*** Opening of PASSAGE PROVIDED ***

In medicine, “There’s a quiet revolution happening at the moment,” says professor of systems biology Debora Marks. Most people have become familiar with artificial intelligence through chatbots such as ChatGPT, which function by predicting the next word in a sequence based on patterns learned from vast amounts of Internet text. But researchers at Harvard Medical School are applying generative AI’s predictive capabilities to biological and evolutionary data, creating models that can predict viral evolution, design never-before-seen proteins, and anticipate the effects of genetic mutations. “The coming together of these new AI methods with the power of evolutionary information and biological data,” Marks says, “is giving us an opportunity to do things that were really closed doors before.”
Researchers in Marks’s lab made a breakthrough in the use of AI to study biological data in 2021, when they developed EVE, short for Evolutionary model of Variant Effect. They trained EVE to detect patterns of genetic variation across the genomes of hundreds of thousands of nonhuman species—then to predict, based on that data, whether similar human genetic mutations would cause disease. This addressed a longstanding challenge in biological research: though scientists have developed increasingly advanced technology for sequencing human genomes, they have struggled to discern the significance of many of the genetic variations they identified. Which are benign, and which are disease-causing? In a 2021 paper, Marks and colleagues found that EVE could make that distinction in genes related to conditions such as cancer and heart rhythm disorders.
During the COVID pandemic, Marks and her lab colleagues realized this technology could also help them respond to the quickly evolving virus. They adapted EVE to create EVEscape, a tool designed to predict viral variants before they emerge. EVEscape consists of two parts: an AI model trained on evolutionary sequences—which reveal how similar viruses have evolved in the past—and biological and structural information about the current virus. Had EVEscape been used at the beginning of the pandemic, lab members reported in a 2023 paper, it would have anticipated the most frequent mutations and the most consequential variants of the COVID virus that actually developed and spread.
This work is a major break from traditional vaccine and therapeutic design, which relies on either costly and slow experiments based on animal testing, or data generated during a disease outbreak in humans. The limitations of the traditional approach became evident during the pandemic, says Noor Youssef, a researcher who works with Marks. “We’ve had to resort to these annual boosters, where every year we’re getting a new vaccine that matches the current strain,” she says. “What these generative models allow us to do is see ahead of time where the virus is going to evolve, so you can make a vaccine that is future-proof”—responsive to both current and potential future variants. Marks and her colleagues have modified EVEscape to create EVEvax, which designs vaccines tailored to predicted mutations, and are using this technology to develop a vaccine for sarbecovirus, the subgenus that includes SARS-Cov-2. The new vaccine would be effective against COVID and other commonly circulating coronaviruses that cause the common cold.

*** Close of PASSAGE PROVIDED ***
*** Opening of INPUT DATA ***

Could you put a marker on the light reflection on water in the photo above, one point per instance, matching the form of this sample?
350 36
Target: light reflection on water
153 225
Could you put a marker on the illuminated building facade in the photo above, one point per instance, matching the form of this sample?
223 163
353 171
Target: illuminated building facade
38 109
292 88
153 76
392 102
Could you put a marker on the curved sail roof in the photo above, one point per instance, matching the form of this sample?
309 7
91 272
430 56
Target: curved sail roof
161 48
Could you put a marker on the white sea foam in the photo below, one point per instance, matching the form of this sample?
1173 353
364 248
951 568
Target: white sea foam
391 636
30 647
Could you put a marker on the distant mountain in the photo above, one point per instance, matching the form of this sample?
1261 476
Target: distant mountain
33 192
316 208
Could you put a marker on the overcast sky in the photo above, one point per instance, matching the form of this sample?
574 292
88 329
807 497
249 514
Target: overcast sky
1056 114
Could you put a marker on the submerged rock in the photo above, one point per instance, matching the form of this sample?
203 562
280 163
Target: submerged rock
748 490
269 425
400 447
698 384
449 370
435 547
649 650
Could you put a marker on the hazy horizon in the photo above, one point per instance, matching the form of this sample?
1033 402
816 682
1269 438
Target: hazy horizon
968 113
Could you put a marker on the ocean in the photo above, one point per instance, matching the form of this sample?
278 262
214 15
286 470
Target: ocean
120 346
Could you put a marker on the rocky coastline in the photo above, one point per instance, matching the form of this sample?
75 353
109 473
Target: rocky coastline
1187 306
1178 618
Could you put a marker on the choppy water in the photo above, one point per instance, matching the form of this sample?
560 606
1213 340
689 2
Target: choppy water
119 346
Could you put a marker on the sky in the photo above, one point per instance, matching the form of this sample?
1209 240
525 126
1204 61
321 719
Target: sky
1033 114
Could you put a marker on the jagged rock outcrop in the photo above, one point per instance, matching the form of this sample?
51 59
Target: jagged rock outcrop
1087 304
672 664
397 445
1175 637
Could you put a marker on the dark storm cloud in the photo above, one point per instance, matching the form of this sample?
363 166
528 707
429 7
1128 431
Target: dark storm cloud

*** Close of INPUT DATA ***

*REQUIRED ACTIONS:*
A) Rewrite the paragraph of the article on AI in medicine that begins "During the COVID pandemic" as a short bulleted list that keeps its main facts.
B) According to the article on AI in medicine, what is EVE short for?
C) Pick up the article on AI in medicine after its final sentence and continue it.
The data plays no part here.

*RESPONSES TO THE EXERCISE:*
A)
- During the COVID pandemic, Marks and her lab colleagues saw that this technology could help them respond to the fast-evolving virus.
- They adapted EVE into EVEscape, a tool designed to predict viral variants before they emerge.
- EVEscape has two parts: an AI model trained on evolutionary sequences showing how similar viruses evolved in the past, and biological and structural information about the current virus.
- A 2023 paper by lab members reported that, had EVEscape been used at the start of the pandemic, it would have anticipated the most frequent mutations and the most consequential COVID variants that actually developed and spread.

B) Evolutionary model of Variant Effect.

C)
They have also received funding from Project CEPI (the Coalition for Epidemic Preparedness Innovations) to develop a long-lasting vaccine for bird flu. That disease hasn’t yet spread widely in humans—but when it does, it will likely evolve rapidly to overcome human immunity. The scientists aim to develop a vaccine responsive to those future changes as early as next spring. “There are already FDA-approved vaccines in the freezer, based on the strains from a few years ago,” Youssef says. But with the help of EVEscape, “You can have something in the freezer that’s going to work for the strains that are around now—but also work against things that might arise in the future.”
Generative AI has also enabled researchers to design new proteins, such as antibodies that attack certain viral mutations. Using the AI technology from EVE and EVEscape, the Marks lab developed AI models that are trained on protein sequences. These models generate new sequences tailored to designated goals—and also assess whether those predicted sequences will result in functional proteins. Similarly, when ChatGPT is trained on text data, it not only learns what words are associated with each other, but also the structure of language: how grammar rules constrain the shape of its outputs. Like large language models, AI protein design models are “going to try to understand the biochemical constraints that underpin the function of those proteins,” says Pascal Notin, a machine-learning specialist in the Marks lab.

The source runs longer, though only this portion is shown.